INFORMATION SUPPLIED Start Marker

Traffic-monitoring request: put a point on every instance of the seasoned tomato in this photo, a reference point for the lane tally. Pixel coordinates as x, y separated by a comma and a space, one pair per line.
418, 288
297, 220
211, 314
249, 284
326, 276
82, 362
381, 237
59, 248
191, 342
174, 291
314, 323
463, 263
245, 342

INFORMATION SUPPLIED End Marker

## WHAT TO DO
Now that the records have been shown, restate each one word for word.

## OUTPUT
Traffic-monitoring request: put a point on every instance of the seasoned tomato in this photo, a reference point for the lane tally. Pixel coordinates as x, y separated by a comma and a space, one pair per line.
418, 288
297, 220
211, 314
249, 284
326, 276
82, 362
381, 237
59, 248
191, 342
174, 291
314, 323
463, 263
245, 342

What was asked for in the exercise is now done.